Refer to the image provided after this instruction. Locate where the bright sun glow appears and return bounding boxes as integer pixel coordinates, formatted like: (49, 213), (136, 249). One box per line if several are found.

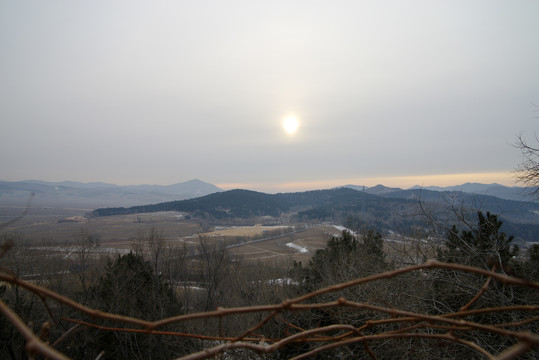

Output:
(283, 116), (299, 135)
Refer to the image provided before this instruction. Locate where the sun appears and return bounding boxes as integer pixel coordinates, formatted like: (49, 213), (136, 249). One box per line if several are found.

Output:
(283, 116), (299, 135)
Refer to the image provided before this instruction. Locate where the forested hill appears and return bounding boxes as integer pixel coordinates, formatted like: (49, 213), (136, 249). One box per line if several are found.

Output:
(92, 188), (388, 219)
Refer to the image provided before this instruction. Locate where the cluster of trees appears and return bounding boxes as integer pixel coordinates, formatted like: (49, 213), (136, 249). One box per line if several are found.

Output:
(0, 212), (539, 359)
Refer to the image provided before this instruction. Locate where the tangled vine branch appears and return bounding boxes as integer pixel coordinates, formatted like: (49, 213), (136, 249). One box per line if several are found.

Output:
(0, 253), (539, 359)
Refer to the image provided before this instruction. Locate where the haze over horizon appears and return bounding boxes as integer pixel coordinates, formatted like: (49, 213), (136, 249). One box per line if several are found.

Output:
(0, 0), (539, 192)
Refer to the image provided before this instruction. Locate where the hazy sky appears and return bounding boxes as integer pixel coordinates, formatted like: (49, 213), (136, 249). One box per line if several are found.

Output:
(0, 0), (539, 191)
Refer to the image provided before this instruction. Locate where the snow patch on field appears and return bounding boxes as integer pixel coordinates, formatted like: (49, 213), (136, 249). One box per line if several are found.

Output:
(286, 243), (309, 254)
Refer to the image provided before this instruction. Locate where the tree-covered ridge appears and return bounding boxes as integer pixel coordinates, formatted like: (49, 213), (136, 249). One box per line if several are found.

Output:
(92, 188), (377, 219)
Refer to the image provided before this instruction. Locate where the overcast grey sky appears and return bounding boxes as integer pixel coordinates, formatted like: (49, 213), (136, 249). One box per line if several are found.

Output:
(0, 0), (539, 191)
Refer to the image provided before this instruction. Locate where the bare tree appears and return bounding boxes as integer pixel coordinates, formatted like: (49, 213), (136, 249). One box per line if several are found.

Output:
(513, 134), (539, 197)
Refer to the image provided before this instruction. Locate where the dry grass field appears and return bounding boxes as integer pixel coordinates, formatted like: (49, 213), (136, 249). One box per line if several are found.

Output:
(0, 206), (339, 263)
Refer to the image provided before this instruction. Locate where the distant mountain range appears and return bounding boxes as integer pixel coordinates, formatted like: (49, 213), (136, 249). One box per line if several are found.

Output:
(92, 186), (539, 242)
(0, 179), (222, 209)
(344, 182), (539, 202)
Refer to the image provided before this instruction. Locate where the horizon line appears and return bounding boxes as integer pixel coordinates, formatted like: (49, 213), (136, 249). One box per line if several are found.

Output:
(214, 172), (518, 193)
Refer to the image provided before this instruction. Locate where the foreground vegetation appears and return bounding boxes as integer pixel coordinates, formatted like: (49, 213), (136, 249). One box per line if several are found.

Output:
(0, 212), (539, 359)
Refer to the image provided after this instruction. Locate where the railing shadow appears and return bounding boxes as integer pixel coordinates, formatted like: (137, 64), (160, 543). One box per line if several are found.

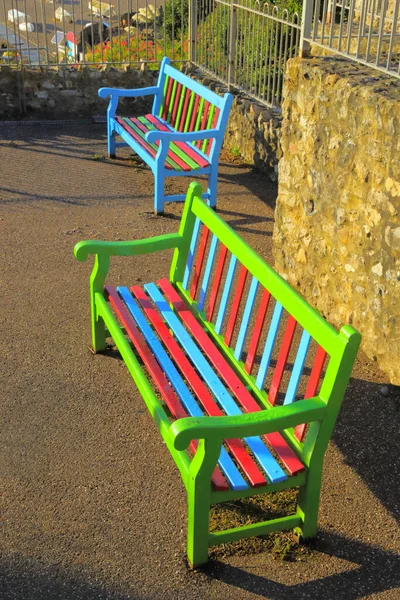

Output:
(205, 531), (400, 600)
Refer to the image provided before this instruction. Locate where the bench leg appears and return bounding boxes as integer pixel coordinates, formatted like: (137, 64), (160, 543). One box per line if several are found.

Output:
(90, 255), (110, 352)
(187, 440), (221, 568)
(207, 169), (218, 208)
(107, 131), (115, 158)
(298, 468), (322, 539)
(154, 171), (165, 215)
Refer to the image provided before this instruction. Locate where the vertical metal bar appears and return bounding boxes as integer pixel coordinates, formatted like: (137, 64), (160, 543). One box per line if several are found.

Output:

__WHAT NEEDS TO BE DONE__.
Reproduce verbatim the lines of the data above, from the line containing "where the bench" to the line containing "(154, 171), (165, 215)", with both of those lines included.

__COMPLETE OUTPUT__.
Refer to the image provided before this instruction. Locate where the bench leg appears and return bounding boxes as integer pixel coordinates, formatted like: (137, 64), (160, 543). One box per line if several are found.

Output:
(90, 255), (110, 352)
(187, 440), (221, 568)
(207, 169), (218, 208)
(107, 131), (115, 158)
(298, 468), (322, 539)
(154, 171), (165, 215)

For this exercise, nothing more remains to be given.